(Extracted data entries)
*-*-*

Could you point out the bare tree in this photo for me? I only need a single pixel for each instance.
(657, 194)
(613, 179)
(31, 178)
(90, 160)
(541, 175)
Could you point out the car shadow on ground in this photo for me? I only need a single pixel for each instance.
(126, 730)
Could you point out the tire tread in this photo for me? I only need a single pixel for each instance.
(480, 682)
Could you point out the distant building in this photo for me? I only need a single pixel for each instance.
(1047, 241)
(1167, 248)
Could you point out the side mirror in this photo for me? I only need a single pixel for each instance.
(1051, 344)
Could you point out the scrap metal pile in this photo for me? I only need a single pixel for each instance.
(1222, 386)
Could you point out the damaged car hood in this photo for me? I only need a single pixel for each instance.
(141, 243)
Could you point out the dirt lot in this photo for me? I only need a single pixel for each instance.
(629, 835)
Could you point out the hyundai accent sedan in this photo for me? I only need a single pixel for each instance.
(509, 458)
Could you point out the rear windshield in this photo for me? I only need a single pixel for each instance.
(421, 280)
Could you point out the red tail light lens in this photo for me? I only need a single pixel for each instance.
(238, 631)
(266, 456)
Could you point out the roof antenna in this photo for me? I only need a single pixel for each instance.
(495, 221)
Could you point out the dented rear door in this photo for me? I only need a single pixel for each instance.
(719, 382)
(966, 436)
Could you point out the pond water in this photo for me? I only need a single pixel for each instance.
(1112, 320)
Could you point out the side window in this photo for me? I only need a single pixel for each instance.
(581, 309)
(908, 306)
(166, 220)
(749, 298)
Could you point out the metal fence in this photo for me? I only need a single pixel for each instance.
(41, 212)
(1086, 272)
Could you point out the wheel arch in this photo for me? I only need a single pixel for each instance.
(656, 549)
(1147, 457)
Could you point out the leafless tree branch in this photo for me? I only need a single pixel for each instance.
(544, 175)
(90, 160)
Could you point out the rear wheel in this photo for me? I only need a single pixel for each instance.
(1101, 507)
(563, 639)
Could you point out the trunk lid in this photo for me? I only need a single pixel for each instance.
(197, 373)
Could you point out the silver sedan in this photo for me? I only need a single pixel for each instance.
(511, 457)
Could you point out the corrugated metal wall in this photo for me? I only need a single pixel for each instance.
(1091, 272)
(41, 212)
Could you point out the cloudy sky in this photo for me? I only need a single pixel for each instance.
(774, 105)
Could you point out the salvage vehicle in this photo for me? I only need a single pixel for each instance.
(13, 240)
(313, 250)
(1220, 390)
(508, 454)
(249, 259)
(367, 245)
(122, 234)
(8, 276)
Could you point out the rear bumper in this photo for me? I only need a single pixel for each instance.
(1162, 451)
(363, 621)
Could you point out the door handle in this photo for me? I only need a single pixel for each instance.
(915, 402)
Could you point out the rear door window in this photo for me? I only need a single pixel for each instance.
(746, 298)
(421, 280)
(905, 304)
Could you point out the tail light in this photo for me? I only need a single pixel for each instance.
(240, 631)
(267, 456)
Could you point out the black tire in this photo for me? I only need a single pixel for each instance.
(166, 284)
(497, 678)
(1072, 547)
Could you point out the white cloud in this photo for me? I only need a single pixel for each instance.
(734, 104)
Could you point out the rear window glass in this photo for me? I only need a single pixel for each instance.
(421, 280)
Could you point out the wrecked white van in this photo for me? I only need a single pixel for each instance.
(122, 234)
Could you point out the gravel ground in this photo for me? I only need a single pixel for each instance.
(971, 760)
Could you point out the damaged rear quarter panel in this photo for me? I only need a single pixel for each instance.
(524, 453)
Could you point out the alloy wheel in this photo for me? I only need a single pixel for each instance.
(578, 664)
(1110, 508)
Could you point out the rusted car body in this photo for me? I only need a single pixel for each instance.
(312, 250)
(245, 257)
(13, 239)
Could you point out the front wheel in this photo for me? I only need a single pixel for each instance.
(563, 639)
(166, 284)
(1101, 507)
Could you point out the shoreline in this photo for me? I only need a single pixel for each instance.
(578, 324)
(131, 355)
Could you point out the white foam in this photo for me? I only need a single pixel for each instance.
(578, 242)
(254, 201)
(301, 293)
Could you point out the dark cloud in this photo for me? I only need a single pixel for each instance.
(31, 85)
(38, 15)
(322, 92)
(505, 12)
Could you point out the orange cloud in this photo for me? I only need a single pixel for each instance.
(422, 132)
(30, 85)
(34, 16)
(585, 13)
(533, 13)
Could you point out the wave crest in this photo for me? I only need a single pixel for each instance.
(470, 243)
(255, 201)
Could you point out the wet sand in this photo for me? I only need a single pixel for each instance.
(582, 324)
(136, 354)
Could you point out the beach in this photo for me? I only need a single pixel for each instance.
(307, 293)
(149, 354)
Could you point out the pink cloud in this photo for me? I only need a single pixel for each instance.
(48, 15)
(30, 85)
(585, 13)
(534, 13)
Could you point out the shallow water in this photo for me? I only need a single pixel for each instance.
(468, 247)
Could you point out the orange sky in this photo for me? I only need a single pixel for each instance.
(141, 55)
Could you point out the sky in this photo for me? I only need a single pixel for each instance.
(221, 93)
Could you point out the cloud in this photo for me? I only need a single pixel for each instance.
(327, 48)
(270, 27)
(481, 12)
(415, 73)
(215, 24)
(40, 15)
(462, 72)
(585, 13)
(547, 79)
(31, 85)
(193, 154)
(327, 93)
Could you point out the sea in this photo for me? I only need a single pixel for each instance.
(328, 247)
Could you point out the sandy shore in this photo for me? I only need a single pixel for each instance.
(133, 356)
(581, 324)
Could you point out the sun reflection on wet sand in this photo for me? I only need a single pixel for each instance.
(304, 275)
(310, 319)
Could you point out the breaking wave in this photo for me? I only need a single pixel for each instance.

*-*-*

Exercise –
In this exercise, repeat the entries above verbatim.

Exercise answer –
Could you point out the bare tree in this photo for me? I only need a single pixel for each instance.
(657, 194)
(613, 179)
(31, 178)
(90, 160)
(541, 175)
Could you point out the car shadow on ground in this photo for me? I only need a single pixel for each instance.
(126, 730)
Could you point out the tire tread in this photo for me? I only need a single pixel for each instance.
(480, 682)
Could you point out the distant building in this photo for me? I only need a single pixel for each instance.
(1047, 241)
(1167, 248)
Could you point out the side mirror in this photo for me? I only need a single pixel for each instance.
(1051, 344)
Could you point out the scrap metal pile in this photo for me? I only need a single pixel for each instance.
(1222, 386)
Could you point out the damaged car hood in this photo for me? I only need a single pixel for each instance.
(141, 243)
Could you point out the dirt lot in this photo for me? I only need a single pixel for each instance.
(629, 835)
Could you point out the hyundai accent sedan in this photo for me? I only need a single pixel for each instance.
(509, 458)
Could you point out the rear windshield in this photo for me? I only need a single pixel for each instance.
(421, 280)
Could you point out the red tail light lens in this photo for me? I only need a single pixel for each instance.
(238, 631)
(266, 456)
Could you point out the roof antenna in this photo for me? I only need a single pixel for each instance.
(495, 221)
Could you point out the dented rear door in this photo for me? I only need a single pixel for each instance.
(719, 382)
(966, 436)
Could you point out the pond water in this photo for me? I only need a single pixel for each instance.
(1112, 320)
Could you point out the side window in this photo for me? I only need a single pixel for each instance.
(581, 309)
(908, 306)
(166, 220)
(749, 298)
Could you point out the metal fence in this photo for me? I only need a single pixel for each instance.
(41, 212)
(1086, 272)
Could you point out the wheel arch in this photo for me? I only need a single pixel for each instance.
(656, 549)
(1147, 457)
Could you point out the leafless tree branch in this photo for me? I only need a single pixel for each instance.
(544, 175)
(90, 160)
Could you point out the rear wheel in this photo for me? I only need a single pixel for each instance.
(1101, 507)
(563, 639)
Could you point out the trunk lid in this photo for me? I only need a single pixel for each instance.
(197, 373)
Could you point out the silver sedan in this photo for me? I only need a single pixel for each instance.
(511, 457)
Could you point out the corrugated metal wall in this photo for me? I only need a single pixel for each instance.
(1091, 272)
(41, 212)
Could you point out the cloudy sky in this photo for me? I only need a single pixel for each instance.
(774, 105)
Could you point out the salvage vehicle in this photo for me? I only need a single pixel for each instance.
(13, 240)
(313, 250)
(1220, 390)
(508, 454)
(249, 259)
(367, 245)
(122, 234)
(8, 276)
Could you point out the rear bumper in this photo for me? I only need a single pixel for each instance.
(1162, 451)
(363, 621)
Could you point out the door handle in this photo for me? I only need a single pixel for each instance.
(915, 402)
Could you point out the rear door window in this photo for me? I only need a single pixel for each instance.
(746, 298)
(421, 280)
(905, 304)
Could you point out the tail light in this photo for me? I only need a single pixel for each instance.
(240, 631)
(267, 456)
Could you point out the black tire in this photo for me? I only need a single pixel for each instance.
(166, 284)
(497, 678)
(1072, 547)
Could you point out the white cloud in this photo for me? I only need a single pixel for each instance.
(734, 104)
Could you point out the rear window glass in this photo for me? I only need a single pixel for each instance.
(421, 280)
Could you point out the wrecked white van in this photo for me? I only need a single pixel for each instance.
(122, 234)
Could you point out the gravel ground in this photo for me? I only need a single pixel for each instance.
(971, 760)
Could you point out the damaged rear quarter panel in this photo for me? I only need a single pixel for each instance.
(524, 453)
Could you point out the alloy wheel in this photo for me? I only need a single pixel for each instance.
(578, 664)
(1110, 508)
Could you point out the rusted car body in this photo for me? I only need a single pixel for each instance.
(312, 250)
(245, 257)
(13, 239)
Could you point out the front wheel in this photo for me? I only need a single pixel for each instance.
(563, 639)
(166, 284)
(1101, 507)
Could you point out the shoreline in this photo for me? I only need a single pixel for each instance.
(578, 324)
(131, 355)
Could you point out the white foam in this photo for me? I only need a single pixel for each instance.
(578, 242)
(254, 201)
(301, 293)
Could you point out the dark cloud in this photo for me? I only need a single pixel for each instance.
(31, 85)
(38, 15)
(322, 92)
(505, 12)
Could you point out the orange cloud in this photo for me? I only need a single pixel for each instance.
(422, 132)
(30, 85)
(34, 16)
(585, 13)
(533, 13)
Could you point out the wave crest in this photo for me? I only need a single pixel for each instance.
(470, 243)
(255, 201)
Could you point out the wet sand in this photo for me? I only need a single pixel for each instance.
(582, 324)
(136, 354)
Could you point out the beach in this photo for me? I only need a single pixel for each instance.
(307, 293)
(149, 354)
Could you point out the pink cloud in this photo for me? I only need a single pixel for each instance.
(48, 15)
(30, 85)
(585, 13)
(534, 13)
Could you point out the shallow water in this photo for me? I only need a single pixel for each instance.
(468, 247)
Could you point out the orange sky in this photo for me? I only need a single pixel for each instance.
(141, 55)
Could you point out the sky in this photo for me? I only need a single pixel for each instance.
(221, 93)
Could you point out the cloud in this photo for me? I only need a single pixel for each instance.
(327, 48)
(270, 27)
(481, 12)
(415, 73)
(215, 24)
(40, 15)
(462, 72)
(585, 13)
(547, 79)
(31, 85)
(193, 154)
(327, 93)
Could you point out the sea in this photo for me? I only need a single pixel for each instance.
(328, 247)
Could you point out the sandy shore in this photo for me? I only need a single pixel for each instance.
(133, 356)
(581, 324)
Could you point out the sun reflection on wet sand in this photo for me? I only need a single pixel for each instance.
(304, 275)
(310, 319)
Could you point out the breaking wave in this photo for me? I only need a single pixel for each instance.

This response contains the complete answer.